- Work to do: Below are records; reproduce exactly the lines from the one containing "# test: identify the wooden fence" through the end, both included, and only those.

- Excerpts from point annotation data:

"""

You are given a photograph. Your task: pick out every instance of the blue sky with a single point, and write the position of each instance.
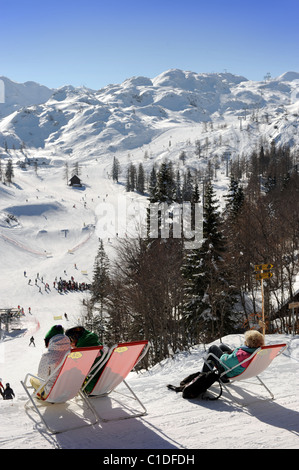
(98, 42)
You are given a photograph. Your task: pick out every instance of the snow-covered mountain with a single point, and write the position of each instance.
(50, 230)
(227, 113)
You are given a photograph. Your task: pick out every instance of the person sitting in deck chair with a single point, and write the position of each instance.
(58, 345)
(231, 358)
(82, 338)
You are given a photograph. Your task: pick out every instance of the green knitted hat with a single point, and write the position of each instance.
(55, 330)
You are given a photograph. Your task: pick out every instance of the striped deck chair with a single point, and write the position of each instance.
(259, 361)
(74, 369)
(119, 362)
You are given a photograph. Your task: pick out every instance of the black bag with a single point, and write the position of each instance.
(197, 384)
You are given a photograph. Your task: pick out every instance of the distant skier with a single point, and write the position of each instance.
(1, 388)
(8, 393)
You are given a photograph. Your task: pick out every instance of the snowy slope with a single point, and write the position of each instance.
(227, 113)
(54, 229)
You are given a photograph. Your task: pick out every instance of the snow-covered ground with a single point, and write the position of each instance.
(54, 233)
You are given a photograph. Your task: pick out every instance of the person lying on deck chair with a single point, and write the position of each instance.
(58, 345)
(231, 358)
(82, 338)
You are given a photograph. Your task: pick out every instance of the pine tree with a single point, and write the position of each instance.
(9, 173)
(99, 291)
(152, 187)
(166, 188)
(235, 198)
(209, 298)
(140, 179)
(115, 169)
(131, 178)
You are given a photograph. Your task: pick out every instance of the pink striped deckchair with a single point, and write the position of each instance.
(74, 369)
(259, 361)
(119, 362)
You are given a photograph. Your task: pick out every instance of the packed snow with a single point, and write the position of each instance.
(55, 235)
(49, 230)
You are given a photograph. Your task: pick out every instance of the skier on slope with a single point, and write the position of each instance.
(1, 388)
(8, 393)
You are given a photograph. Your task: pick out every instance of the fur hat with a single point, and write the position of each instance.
(254, 339)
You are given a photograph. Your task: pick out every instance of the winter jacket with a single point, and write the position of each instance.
(59, 346)
(8, 394)
(233, 359)
(90, 339)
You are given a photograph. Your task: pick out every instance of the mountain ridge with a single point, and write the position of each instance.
(129, 116)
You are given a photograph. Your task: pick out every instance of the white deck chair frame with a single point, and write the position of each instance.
(37, 402)
(108, 388)
(259, 361)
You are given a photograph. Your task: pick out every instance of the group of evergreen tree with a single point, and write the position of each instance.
(175, 297)
(7, 173)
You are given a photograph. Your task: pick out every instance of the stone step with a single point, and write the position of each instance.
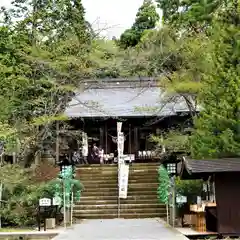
(130, 194)
(106, 170)
(111, 191)
(136, 197)
(122, 215)
(95, 166)
(135, 186)
(115, 201)
(139, 175)
(87, 182)
(114, 206)
(80, 212)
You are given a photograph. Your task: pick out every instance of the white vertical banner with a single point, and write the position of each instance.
(123, 180)
(119, 127)
(120, 142)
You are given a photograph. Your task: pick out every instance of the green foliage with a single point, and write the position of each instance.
(190, 15)
(21, 196)
(66, 184)
(146, 18)
(173, 141)
(217, 131)
(164, 185)
(189, 188)
(44, 53)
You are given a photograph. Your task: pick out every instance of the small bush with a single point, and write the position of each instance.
(189, 188)
(21, 195)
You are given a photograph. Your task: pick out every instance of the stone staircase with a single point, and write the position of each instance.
(100, 198)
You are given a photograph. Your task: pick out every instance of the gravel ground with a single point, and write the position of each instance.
(121, 229)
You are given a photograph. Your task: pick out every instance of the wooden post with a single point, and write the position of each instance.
(130, 139)
(136, 146)
(57, 143)
(106, 138)
(101, 136)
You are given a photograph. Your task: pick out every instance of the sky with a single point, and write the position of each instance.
(111, 16)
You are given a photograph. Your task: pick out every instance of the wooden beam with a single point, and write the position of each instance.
(136, 140)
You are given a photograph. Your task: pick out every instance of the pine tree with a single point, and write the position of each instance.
(217, 131)
(146, 18)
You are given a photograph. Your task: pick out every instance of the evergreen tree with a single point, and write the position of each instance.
(217, 131)
(43, 59)
(146, 18)
(191, 15)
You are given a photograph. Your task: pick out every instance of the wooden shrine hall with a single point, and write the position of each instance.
(138, 103)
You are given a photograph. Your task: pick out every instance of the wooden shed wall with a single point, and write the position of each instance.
(228, 202)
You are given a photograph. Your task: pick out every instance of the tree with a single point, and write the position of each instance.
(190, 15)
(164, 187)
(43, 59)
(217, 129)
(146, 18)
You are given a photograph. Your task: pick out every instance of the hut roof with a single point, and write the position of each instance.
(194, 169)
(124, 98)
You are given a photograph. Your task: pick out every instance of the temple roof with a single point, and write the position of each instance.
(123, 98)
(194, 169)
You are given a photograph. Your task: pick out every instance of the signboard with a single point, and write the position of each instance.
(120, 143)
(119, 127)
(45, 202)
(181, 199)
(57, 201)
(123, 180)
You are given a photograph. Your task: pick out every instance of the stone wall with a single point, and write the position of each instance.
(46, 171)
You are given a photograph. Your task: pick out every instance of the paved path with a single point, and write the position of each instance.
(121, 229)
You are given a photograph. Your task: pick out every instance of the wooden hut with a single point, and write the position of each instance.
(222, 211)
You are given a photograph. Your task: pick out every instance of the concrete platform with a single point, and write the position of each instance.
(121, 229)
(30, 235)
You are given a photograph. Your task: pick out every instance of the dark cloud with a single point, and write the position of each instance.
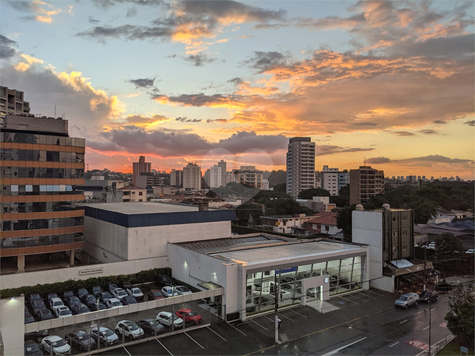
(332, 149)
(199, 60)
(377, 160)
(185, 119)
(142, 82)
(403, 133)
(263, 61)
(428, 132)
(170, 143)
(7, 49)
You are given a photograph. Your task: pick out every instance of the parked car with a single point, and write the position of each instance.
(189, 315)
(150, 326)
(155, 294)
(71, 301)
(127, 300)
(37, 304)
(43, 314)
(113, 303)
(55, 345)
(32, 348)
(167, 318)
(407, 300)
(433, 296)
(96, 290)
(62, 312)
(164, 281)
(55, 303)
(104, 336)
(82, 292)
(129, 329)
(169, 292)
(119, 293)
(136, 293)
(183, 290)
(79, 309)
(81, 340)
(104, 296)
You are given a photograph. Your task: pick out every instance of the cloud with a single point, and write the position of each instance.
(199, 60)
(377, 160)
(41, 11)
(323, 150)
(142, 82)
(7, 47)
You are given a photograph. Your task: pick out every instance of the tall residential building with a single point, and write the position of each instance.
(140, 167)
(300, 165)
(365, 183)
(192, 176)
(333, 179)
(12, 103)
(40, 167)
(222, 164)
(249, 175)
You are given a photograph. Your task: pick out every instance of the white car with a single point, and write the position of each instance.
(136, 293)
(183, 290)
(129, 329)
(167, 318)
(169, 292)
(54, 345)
(55, 303)
(113, 303)
(62, 312)
(119, 293)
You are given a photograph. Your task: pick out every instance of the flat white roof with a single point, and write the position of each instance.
(131, 208)
(288, 252)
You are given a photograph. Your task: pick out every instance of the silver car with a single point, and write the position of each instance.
(407, 300)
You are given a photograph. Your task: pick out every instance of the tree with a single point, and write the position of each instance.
(314, 192)
(460, 319)
(344, 221)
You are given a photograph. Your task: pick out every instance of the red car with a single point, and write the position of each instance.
(189, 316)
(155, 294)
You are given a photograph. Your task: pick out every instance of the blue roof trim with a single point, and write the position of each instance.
(159, 219)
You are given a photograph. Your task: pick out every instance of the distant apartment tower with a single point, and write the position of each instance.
(140, 167)
(192, 176)
(300, 165)
(176, 178)
(249, 175)
(12, 103)
(365, 183)
(41, 166)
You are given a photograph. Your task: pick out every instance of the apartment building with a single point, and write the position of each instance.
(300, 165)
(40, 167)
(366, 182)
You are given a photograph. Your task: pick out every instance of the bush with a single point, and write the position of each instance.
(61, 287)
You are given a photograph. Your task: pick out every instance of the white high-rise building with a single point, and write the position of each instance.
(300, 165)
(192, 176)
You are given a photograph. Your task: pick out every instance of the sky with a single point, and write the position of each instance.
(389, 84)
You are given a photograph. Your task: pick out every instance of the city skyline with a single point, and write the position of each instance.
(386, 83)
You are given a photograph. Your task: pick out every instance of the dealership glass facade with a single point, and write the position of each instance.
(344, 275)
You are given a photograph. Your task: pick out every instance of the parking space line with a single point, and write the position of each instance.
(217, 334)
(164, 347)
(298, 313)
(259, 324)
(194, 340)
(237, 329)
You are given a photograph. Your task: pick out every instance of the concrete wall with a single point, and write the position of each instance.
(367, 229)
(11, 324)
(80, 273)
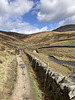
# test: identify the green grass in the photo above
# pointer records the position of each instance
(60, 69)
(34, 85)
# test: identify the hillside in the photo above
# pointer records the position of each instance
(66, 28)
(54, 48)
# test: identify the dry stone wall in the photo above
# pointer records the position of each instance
(55, 85)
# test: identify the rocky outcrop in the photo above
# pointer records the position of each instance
(55, 85)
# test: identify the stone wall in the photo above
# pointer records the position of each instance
(55, 85)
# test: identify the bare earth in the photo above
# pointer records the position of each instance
(23, 89)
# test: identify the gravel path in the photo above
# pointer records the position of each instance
(23, 89)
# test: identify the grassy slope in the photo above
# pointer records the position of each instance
(53, 38)
(8, 64)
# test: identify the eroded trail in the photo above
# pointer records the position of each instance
(23, 89)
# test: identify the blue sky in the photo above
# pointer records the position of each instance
(32, 16)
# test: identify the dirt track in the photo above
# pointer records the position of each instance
(23, 89)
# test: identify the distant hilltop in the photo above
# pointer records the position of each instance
(66, 28)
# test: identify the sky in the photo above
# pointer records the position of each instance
(32, 16)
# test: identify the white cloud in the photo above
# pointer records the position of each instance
(53, 10)
(26, 28)
(14, 9)
(70, 20)
(22, 27)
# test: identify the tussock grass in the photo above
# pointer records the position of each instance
(60, 69)
(8, 72)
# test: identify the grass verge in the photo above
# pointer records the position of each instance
(34, 84)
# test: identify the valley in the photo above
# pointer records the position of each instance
(55, 49)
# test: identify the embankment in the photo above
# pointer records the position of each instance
(54, 85)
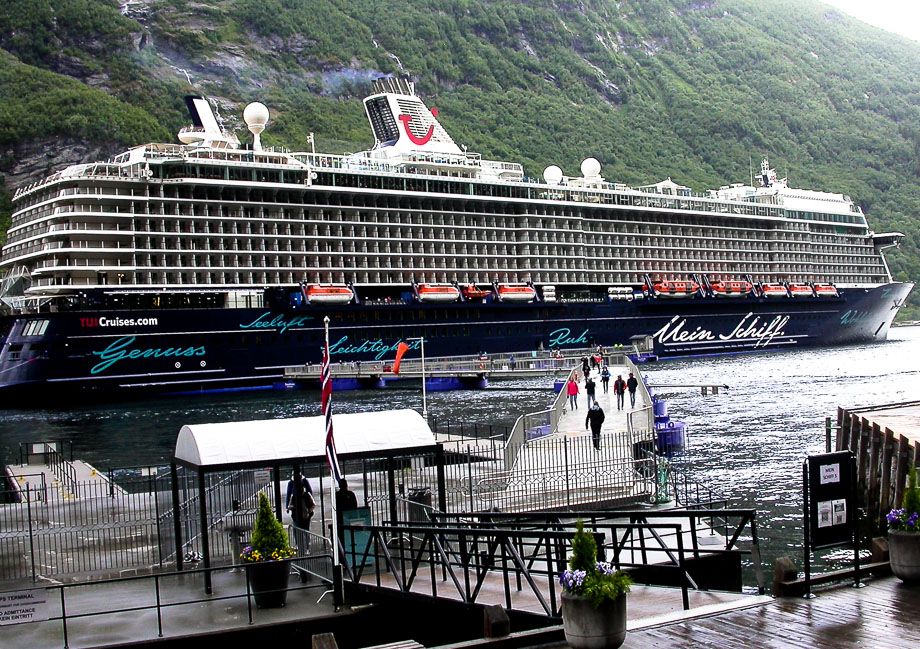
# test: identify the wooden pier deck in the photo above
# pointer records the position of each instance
(883, 614)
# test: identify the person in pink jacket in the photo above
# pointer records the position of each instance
(572, 391)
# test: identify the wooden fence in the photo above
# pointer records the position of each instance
(883, 458)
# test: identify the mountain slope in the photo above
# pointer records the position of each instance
(691, 89)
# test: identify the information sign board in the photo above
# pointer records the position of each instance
(831, 508)
(19, 606)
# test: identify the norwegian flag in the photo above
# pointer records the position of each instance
(331, 455)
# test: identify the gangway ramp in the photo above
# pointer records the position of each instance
(515, 561)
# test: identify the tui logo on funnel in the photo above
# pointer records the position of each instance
(419, 141)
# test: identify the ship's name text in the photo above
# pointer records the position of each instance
(265, 321)
(343, 347)
(118, 322)
(853, 316)
(120, 350)
(564, 336)
(676, 331)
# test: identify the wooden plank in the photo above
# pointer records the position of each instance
(862, 458)
(843, 429)
(875, 443)
(901, 471)
(883, 615)
(888, 446)
(854, 433)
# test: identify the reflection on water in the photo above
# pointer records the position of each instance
(748, 442)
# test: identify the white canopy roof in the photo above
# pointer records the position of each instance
(271, 440)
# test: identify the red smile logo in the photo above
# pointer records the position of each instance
(405, 119)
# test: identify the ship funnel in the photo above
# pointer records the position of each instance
(204, 130)
(552, 175)
(401, 122)
(256, 117)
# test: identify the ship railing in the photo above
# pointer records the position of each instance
(535, 425)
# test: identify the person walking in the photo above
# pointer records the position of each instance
(590, 387)
(631, 384)
(595, 418)
(572, 391)
(619, 389)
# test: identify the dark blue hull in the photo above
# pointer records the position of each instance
(106, 353)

"""

- The reply:
# test: identify the wooden fence in the photo above
# pointer records the position of each instance
(883, 458)
# test: identify the mountain slope in the photo above
# pointer records the position of each instance
(691, 89)
# test: identify the information sign board in the photo above
# pointer records the position of each instance
(831, 508)
(19, 606)
# test: identify the norwegian flag in the photo above
# pointer records the position of each instance
(331, 455)
# test: identify the gangway ramp in the photo above
# pointer records the position of each instance
(515, 561)
# test: identify the tui logo on funnel in the photo above
# pointer records the position of each instance
(419, 141)
# test: identify the ship's name text in the photo above
# pointer records the position of each instance
(265, 321)
(343, 347)
(118, 322)
(853, 316)
(120, 350)
(564, 336)
(676, 331)
# test: identify the wooden plank in the photo above
# pointer records the position of each instance
(862, 458)
(843, 429)
(875, 443)
(901, 471)
(883, 615)
(888, 446)
(854, 433)
# test: identify the reflection on water in the photo above
# pointer records the position of each instance
(748, 442)
# test: identify the white canopy roof in the photo above
# pointer records the position of each instance
(271, 440)
# test: identify the red smile logo in the photo above
# pointer records the position of each instance
(405, 119)
# test: identify the ship funnel in the photo above
# pointer records the position of each instance
(204, 130)
(552, 175)
(401, 122)
(256, 117)
# test: identify the ship railing in the photo above
# pointer records the position of each instance
(535, 425)
# test: identify the person walking in the photo above
# pointer records the position of each instance
(590, 387)
(631, 384)
(595, 418)
(572, 391)
(619, 389)
# test: identify the dark blue hull in the photo above
# pointer records the position of each instance
(106, 353)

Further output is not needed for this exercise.